GIVEN REQUEST ▸ Report every line of the records below that contains the word "antenna". Case counts.

DATA FOR THE TASK ▸
-- -- --
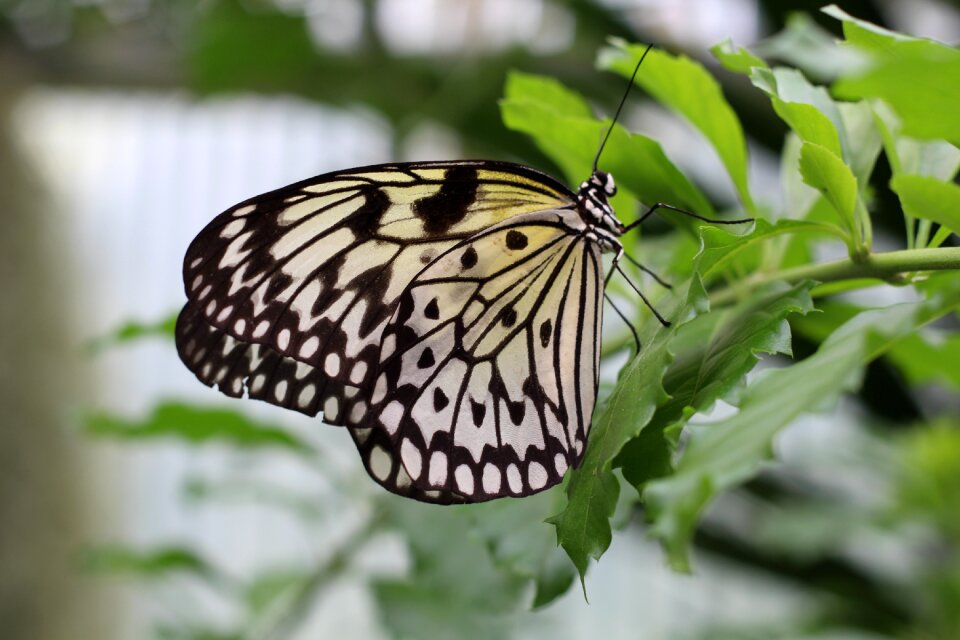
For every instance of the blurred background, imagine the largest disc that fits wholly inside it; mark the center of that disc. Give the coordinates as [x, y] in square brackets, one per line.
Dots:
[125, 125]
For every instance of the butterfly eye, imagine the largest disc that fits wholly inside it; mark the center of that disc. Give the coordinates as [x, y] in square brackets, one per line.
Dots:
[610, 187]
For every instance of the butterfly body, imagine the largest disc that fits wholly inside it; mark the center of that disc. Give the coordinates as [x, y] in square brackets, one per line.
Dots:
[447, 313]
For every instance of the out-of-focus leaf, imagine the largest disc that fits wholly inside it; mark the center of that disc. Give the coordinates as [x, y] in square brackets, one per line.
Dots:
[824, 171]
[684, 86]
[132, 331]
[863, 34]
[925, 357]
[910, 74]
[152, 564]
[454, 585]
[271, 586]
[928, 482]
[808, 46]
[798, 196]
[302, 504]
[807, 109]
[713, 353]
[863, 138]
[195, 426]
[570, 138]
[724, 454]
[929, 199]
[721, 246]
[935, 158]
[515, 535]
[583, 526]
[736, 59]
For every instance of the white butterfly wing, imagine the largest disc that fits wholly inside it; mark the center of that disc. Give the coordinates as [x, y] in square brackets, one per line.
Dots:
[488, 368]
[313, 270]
-- -- --
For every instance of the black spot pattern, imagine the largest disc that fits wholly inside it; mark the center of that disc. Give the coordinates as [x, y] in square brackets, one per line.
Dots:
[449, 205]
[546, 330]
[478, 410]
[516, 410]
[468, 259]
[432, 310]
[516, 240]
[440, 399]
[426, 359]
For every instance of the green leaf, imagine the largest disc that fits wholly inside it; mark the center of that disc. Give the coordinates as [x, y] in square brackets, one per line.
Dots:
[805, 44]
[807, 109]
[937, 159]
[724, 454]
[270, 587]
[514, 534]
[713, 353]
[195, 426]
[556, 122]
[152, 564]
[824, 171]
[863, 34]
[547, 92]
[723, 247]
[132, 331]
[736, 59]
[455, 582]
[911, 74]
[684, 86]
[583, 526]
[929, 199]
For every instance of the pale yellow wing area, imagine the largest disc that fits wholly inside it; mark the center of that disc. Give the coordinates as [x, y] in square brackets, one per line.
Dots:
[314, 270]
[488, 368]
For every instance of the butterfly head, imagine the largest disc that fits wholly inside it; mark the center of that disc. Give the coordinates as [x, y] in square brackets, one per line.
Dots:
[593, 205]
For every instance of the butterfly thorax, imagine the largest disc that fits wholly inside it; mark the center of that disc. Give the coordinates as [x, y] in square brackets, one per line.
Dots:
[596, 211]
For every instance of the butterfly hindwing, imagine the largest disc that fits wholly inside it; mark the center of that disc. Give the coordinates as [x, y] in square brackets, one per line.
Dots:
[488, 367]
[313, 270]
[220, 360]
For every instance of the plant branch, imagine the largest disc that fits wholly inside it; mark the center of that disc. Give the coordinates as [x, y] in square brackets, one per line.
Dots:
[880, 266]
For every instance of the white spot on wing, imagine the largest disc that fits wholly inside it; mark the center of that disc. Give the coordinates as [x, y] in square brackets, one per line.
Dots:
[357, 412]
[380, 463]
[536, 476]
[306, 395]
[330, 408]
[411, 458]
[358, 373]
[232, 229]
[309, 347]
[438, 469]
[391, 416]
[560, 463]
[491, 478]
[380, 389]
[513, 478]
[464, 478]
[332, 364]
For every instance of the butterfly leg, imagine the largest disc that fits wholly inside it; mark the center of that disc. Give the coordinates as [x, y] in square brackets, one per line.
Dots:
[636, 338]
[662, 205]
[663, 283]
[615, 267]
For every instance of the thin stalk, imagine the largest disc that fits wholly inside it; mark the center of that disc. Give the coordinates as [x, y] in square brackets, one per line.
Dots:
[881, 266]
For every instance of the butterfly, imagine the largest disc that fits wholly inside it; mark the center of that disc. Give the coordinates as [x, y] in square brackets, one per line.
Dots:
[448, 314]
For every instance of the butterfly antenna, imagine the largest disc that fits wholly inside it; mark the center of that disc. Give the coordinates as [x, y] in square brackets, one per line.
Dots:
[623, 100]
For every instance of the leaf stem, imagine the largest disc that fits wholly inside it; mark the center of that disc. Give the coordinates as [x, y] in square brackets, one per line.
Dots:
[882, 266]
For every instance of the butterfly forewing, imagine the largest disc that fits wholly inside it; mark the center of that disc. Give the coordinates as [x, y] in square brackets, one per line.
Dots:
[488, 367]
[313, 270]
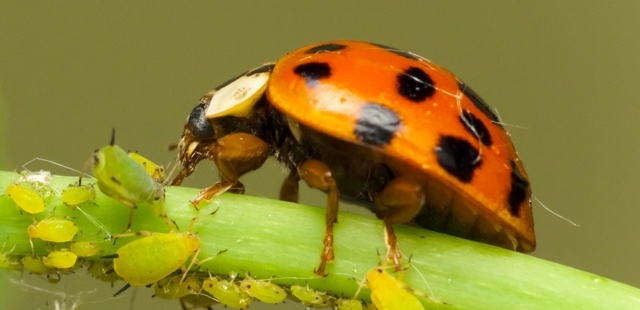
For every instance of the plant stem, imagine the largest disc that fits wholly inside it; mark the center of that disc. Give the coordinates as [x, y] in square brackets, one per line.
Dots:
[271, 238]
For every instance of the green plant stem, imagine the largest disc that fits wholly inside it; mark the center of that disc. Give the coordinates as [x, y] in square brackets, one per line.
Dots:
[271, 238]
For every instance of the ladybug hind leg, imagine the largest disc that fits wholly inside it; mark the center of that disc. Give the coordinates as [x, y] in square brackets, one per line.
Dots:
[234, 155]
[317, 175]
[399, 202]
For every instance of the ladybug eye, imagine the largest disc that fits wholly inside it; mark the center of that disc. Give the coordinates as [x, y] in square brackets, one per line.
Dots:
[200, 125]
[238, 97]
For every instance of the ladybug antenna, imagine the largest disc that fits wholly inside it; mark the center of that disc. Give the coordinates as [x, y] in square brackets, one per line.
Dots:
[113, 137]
-- -- --
SOLUTION FOR THIS EXERCISE ▸
For every instance of the butterfly antenna, imagine the largest disc that fits wholly inside it; mark the center of that disc. Give the coordinates as [x, y] in square brackets, one per line.
For every instance of the ladybug antenna, imagine the largest disc that fits wholly inside it; mark the center of that disc. Give the coordinates as [x, y] in square brackets, one per line.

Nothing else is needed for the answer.